** DOCUMENT SEGMENT **
..........

Paper Specific Syllabus Heading
GS-II Government policies and interventions in education; Statutory bodies and their reform; Issues related to functioning of regulatory bodies
GS-II Centre-State relations; Role of Parliament; Parliamentary Committees
GS-IV Ethics in governance: conflict of interest, institutional autonomy, transparency

Plausible Mains Question Stems

  1. "The Viksit Bharat Shiksha Adhishthan Bill, 2025 seeks to consolidate higher education regulation in India. Critically examine whether merging funding and regulatory powers in a single body serves or undermines the objectives of NEP 2020." (GS-II, ~250 words)

  2. "Discuss the implications of replacing the UGC, AICTE and NCTE with a single apex body for higher education regulation in India, with particular reference to institutional autonomy and federal principles." (GS-II, ~250 words)

  3. "Examine the role of Joint Parliamentary Committees in scrutinising legislative proposals. How does the JCP examining the Shiksha Adhishthan Bill exemplify both the strengths and limitations of this mechanism?" (GS-II, ~150 words)


9. Related Topics to Study Next

Topic Connection
National Education Policy, 2020 VBSA Bill is the direct legislative implementation of NEP 2020's higher-education regulatory vision
University Grants Commission (UGC) — structure and functions Being replaced; examinees must know current powers (esp. Section 12) to appreciate the change
NIRF (National Institutional Ranking Framework) Will be used as a criterion for funding allocation under the new body
Centre-State relations in education (Concurrent List / Entry 66 & 32) VBSA's authority over State universities is a live constitutional tension
Parliamentary Committees — types, powers, and significance JCP is the vehicle examining this Bill; a standard GS-II topic reinforced here
AICTE, NCTE — historical roles and reform debates Being abolished; context needed for any comparative/evaluative answer
Accreditation in India: NAAC and NBA Accreditation function is being reorganised under the Accreditation Council of VBSA
Conflict of Interest in regulatory design Core governance issue this Bill originally tried (then retreated from) addressing

10. Common Errors / Trap Areas

  1. Wrong bodies being abolished: Students confuse NCTE (teacher education) with NTA (examination). VBSA Bill abolishes UGC, AICTE, and NCTEnot NTA, which is a separate body for entrance exams.

..........

** WHAT TO DO **
A – In the study notes on the Shiksha Adhishthan Bill, copy the passage starting at "Plausible Mains Question" and ending at "(GS-II, ~150 words)", substituting "university regulation" for "higher education regulation".
B – List every topic named in the "Related Topics to Study Next" table of the study notes on the Shiksha Adhishthan Bill.

** DATA SUPPLIED **
..........

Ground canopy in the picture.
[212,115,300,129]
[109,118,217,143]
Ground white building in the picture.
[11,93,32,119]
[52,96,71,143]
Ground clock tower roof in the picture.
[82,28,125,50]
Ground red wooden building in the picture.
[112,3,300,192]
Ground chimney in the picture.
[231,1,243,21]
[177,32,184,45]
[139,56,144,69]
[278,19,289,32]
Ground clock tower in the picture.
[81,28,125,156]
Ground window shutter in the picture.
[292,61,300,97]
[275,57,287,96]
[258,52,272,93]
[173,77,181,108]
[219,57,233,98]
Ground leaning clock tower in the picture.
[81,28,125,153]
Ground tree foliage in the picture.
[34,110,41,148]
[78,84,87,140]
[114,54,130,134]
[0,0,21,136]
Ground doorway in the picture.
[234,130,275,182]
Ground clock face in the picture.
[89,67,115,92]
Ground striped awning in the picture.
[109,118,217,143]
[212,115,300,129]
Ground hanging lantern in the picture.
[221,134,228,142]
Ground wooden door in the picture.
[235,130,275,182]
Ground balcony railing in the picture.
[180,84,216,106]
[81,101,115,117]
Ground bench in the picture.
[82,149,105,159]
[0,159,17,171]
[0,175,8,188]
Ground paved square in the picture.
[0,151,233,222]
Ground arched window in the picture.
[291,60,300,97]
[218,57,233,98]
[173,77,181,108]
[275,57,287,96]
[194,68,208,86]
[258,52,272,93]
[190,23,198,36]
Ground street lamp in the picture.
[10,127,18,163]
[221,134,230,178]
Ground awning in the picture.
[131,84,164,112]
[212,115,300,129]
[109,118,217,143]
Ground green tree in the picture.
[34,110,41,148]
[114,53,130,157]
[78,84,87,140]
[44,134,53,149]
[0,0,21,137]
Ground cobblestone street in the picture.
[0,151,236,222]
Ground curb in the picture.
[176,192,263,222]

..........

** ANSWERS TO THE TASKS **
A –
Plausible Mains Question Stems

  1. "The Viksit Bharat Shiksha Adhishthan Bill, 2025 seeks to consolidate university regulation in India. Critically examine whether merging funding and regulatory powers in a single body serves or undermines the objectives of NEP 2020." (GS-II, ~250 words)

  2. "Discuss the implications of replacing the UGC, AICTE and NCTE with a single apex body for university regulation in India, with particular reference to institutional autonomy and federal principles." (GS-II, ~250 words)

  3. "Examine the role of Joint Parliamentary Committees in scrutinising legislative proposals. How does the JCP examining the Shiksha Adhishthan Bill exemplify both the strengths and limitations of this mechanism?" (GS-II, ~150 words)

B –
- National Education Policy, 2020
- University Grants Commission (UGC) — structure and functions
- NIRF (National Institutional Ranking Framework)
- Centre-State relations in education (Concurrent List / Entry 66 & 32)
- Parliamentary Committees — types, powers, and significance
- AICTE, NCTE — historical roles and reform debates
- Accreditation in India: NAAC and NBA
- Conflict of Interest in regulatory design